文書
+++++
日本共産党

2002年11月20日(水)「しんぶん赤旗」

「限度を超えた退職勧奨は違法」の判例とは?


 〈問い〉 リストラで行われる転籍・退職強要は違法とした判例があるそうですが、どんな判決ですか。(愛知・一読者)

 〈答え〉 いま大企業の職場では、ほんらい本人の希望にもとづくべき「希望退職」や同意が必要な「転籍」を、たび重なる呼び出しなど人権無視の圧迫を加え、強要するやり方が横行しています。別会社化で、雇用契約の承継も無視した労働条件切り下げを行い、転籍・退職を迫る手口も現れています。
+++++
やること
この文書では、「希望退職」や「転籍」をたび重なる呼び出しなどの圧迫で強要するやり方がなぜ問題だとされていますか?それぞれの本来のあり方を文書から示して説明してください。
+++++
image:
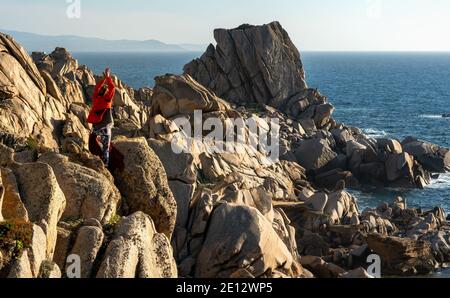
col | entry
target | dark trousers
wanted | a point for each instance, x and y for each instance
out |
(103, 136)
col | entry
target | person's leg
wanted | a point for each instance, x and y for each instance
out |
(106, 144)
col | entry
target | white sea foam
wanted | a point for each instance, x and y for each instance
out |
(432, 116)
(443, 182)
(375, 133)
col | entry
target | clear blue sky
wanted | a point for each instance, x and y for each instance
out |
(414, 25)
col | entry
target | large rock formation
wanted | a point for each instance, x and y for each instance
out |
(253, 64)
(137, 250)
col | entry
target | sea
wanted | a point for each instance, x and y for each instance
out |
(386, 94)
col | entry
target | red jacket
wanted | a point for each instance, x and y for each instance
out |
(100, 104)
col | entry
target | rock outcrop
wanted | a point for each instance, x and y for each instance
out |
(144, 186)
(255, 64)
(137, 250)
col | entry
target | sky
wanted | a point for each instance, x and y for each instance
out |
(314, 25)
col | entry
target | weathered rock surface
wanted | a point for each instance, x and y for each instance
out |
(42, 197)
(402, 256)
(179, 95)
(252, 248)
(137, 250)
(87, 245)
(256, 64)
(433, 158)
(88, 193)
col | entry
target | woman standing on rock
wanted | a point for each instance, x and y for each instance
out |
(101, 115)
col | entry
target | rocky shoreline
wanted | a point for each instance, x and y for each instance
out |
(203, 213)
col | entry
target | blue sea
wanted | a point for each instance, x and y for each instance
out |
(386, 94)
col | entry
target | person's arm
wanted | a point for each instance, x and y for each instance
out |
(97, 87)
(111, 89)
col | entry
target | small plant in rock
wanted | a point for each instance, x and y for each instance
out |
(15, 237)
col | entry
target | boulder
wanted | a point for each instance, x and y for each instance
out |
(49, 269)
(87, 245)
(89, 194)
(143, 184)
(138, 250)
(401, 256)
(320, 268)
(42, 197)
(252, 248)
(314, 154)
(179, 167)
(357, 273)
(432, 157)
(399, 166)
(178, 95)
(251, 64)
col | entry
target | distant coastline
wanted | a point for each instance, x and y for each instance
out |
(47, 43)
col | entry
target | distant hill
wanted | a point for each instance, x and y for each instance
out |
(46, 43)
+++++
解答
「希望退職」は本来、本人の希望にもとづくべきものであり、「転籍」には本人の同意が必要です。そのため、たび重なる呼び出しなど人権無視の圧迫を加えて強要するやり方は、この本来のあり方に反しているとされています。